STATED GOAL: Begin with the line that contains "sky in this" and transcribe each line after it, up to and including the last line of the listing below.

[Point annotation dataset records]
======

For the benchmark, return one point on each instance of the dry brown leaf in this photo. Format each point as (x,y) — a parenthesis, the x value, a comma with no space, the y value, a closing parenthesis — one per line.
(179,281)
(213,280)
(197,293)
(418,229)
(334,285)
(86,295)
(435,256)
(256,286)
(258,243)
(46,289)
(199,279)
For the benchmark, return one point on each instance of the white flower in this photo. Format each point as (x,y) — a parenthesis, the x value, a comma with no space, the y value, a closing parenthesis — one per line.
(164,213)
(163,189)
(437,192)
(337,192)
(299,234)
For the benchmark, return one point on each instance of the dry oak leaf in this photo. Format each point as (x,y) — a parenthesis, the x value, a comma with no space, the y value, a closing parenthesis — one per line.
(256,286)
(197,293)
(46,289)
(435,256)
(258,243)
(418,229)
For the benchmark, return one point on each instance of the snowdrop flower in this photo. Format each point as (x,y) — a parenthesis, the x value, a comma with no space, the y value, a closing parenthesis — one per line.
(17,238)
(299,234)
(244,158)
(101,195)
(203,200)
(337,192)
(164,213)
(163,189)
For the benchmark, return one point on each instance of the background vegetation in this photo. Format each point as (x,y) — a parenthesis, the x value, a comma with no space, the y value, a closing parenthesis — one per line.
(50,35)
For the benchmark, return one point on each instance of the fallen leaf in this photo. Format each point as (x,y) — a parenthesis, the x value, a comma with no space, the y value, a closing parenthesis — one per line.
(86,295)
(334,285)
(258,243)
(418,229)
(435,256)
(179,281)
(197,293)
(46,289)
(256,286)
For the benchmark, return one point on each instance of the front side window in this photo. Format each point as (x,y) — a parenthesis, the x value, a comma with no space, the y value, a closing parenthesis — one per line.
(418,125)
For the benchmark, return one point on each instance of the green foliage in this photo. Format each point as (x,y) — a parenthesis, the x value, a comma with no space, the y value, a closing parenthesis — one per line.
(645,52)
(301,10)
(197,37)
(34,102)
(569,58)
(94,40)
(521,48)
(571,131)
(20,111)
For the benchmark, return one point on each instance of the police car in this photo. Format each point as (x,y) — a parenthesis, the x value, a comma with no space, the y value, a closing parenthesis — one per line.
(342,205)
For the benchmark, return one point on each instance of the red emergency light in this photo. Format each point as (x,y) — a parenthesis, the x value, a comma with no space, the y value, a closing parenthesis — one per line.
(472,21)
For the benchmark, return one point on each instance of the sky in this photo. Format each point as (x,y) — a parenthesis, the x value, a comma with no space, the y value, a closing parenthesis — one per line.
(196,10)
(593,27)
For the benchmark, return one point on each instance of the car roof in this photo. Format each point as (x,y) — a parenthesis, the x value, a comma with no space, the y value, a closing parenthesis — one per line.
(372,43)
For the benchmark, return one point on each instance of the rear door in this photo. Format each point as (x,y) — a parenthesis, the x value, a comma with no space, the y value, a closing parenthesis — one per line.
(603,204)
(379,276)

======

RESULT BELOW:
For the benchmark, return one point on each instance of the sky in this photo. Format each point as (x,y) — a parenthesis, the x value, a comma with no space, the y value, a closing parenthesis — one per line.
(196,10)
(593,27)
For the benchmark, return one point on each instance of the car roof in this photo. Format each point as (x,y) — a parenthesis, the x value, a comma with no space, the y value, a closing parenthesis — one per line.
(372,43)
For the benchmark, return one point on each instance of the rear door in this photo. Format each point as (x,y) — a parenthesis, the x value, a comma with no space, the y value, a closing parenthesis — one per line.
(603,204)
(379,276)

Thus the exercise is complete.